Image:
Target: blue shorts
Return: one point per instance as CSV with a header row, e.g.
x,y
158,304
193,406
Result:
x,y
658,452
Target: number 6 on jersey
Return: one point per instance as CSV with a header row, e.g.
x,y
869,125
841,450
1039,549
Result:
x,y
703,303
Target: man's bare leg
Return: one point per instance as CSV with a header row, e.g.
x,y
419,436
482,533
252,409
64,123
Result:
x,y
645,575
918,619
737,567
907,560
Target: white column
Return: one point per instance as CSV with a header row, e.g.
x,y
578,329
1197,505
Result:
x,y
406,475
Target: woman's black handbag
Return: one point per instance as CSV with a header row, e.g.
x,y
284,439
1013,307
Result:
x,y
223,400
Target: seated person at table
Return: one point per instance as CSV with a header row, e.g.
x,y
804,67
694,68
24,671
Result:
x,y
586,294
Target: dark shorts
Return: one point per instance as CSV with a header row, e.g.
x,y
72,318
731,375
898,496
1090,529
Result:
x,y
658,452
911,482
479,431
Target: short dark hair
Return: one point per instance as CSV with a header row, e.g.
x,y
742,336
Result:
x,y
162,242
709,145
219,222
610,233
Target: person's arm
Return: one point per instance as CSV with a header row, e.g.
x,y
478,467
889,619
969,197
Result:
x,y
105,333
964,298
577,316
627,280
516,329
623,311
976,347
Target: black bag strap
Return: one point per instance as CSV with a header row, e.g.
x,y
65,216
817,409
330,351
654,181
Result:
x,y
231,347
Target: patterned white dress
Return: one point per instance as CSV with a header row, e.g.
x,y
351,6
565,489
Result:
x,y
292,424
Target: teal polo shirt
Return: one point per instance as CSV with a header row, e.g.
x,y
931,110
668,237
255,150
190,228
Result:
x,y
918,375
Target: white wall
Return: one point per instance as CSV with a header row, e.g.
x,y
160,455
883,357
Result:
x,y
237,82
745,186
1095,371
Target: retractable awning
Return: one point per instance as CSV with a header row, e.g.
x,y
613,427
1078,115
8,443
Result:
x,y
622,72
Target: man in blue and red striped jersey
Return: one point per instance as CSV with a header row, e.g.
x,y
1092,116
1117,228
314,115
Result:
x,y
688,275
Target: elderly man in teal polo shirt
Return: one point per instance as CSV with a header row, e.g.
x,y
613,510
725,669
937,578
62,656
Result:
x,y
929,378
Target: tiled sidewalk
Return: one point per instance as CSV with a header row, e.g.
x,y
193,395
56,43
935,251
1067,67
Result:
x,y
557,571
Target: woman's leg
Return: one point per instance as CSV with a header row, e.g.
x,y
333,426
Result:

#####

Please edit the lines above by changing every "teal polo shirt" to "green polo shirt" and leaving everything else as it is.

*The response:*
Image:
Target: blue shorts
Return: one point per instance as CSV with a header row, e.g.
x,y
158,304
193,406
Result:
x,y
658,452
Target: number 6 on jersey
Return: one point per instance as CSV with a header row, e.g.
x,y
869,125
841,450
1039,549
Result:
x,y
703,303
Target: man's bare leg
Return: one point per instance as CSV with a header row, e.g.
x,y
419,436
482,533
252,409
64,123
Result:
x,y
645,575
918,619
737,567
907,560
Target: white column
Return: one point per instance as CSV with a header row, e.g.
x,y
578,329
1197,505
Result:
x,y
406,475
Target: woman's black handbag
Return: one point per instance as CSV with a header row, e.g.
x,y
284,439
1013,307
Result:
x,y
223,400
Target: seated person at table
Return: one point per instance as CSV with a header row, e.g.
x,y
804,67
694,68
24,671
Result:
x,y
586,294
Target: dark shorts
Return: one point per instance as CSV with a header row, e.g.
x,y
72,318
731,375
898,496
1090,529
Result:
x,y
658,452
911,482
479,431
Target: short dark hair
Return: one point per instance as CSV with a header row, e.g.
x,y
742,336
Result:
x,y
162,242
709,145
219,222
610,233
Target: person's arm
Return: one point per instance as CSV with a header row, e.g.
x,y
478,467
889,619
969,197
Result:
x,y
105,333
964,298
577,316
627,280
516,329
623,311
976,347
Target: black bag strap
Return: one point per instance as CSV with a header row, e.g.
x,y
65,216
817,409
330,351
654,181
Result:
x,y
231,347
Target: patterned white dress
Return: one point per instance as CSV with a header row, e.g.
x,y
351,6
565,489
Result:
x,y
292,424
Target: green polo shirt
Return: one point per instance as CSV with a header row, e.g.
x,y
931,110
668,237
255,150
190,228
Result:
x,y
918,375
Target: white wall
Return: one point per instance as CSV with a header row, e.g.
x,y
160,455
883,357
Result:
x,y
237,82
745,186
1095,371
Target: retractable awning
Return: one point per instance as CSV with a header row, e.g.
x,y
613,427
1078,115
8,443
Result:
x,y
622,72
Target: man in blue and red striped jersey
Return: one point per instance as CSV with a header row, e.g.
x,y
1092,116
1117,228
314,115
Result:
x,y
688,275
Target: elderly man in green polo shirt
Return: one point per instance as CSV with a header row, e.g.
x,y
613,510
725,669
937,578
62,656
Result:
x,y
929,378
Target: tiled sidewalk
Return: one point per instance as CSV with a header row, e.g.
x,y
193,395
56,43
935,251
1067,67
Result:
x,y
557,571
Target: woman's leg
Return: one point per instance as CSV with a header row, e.g.
x,y
333,426
Result:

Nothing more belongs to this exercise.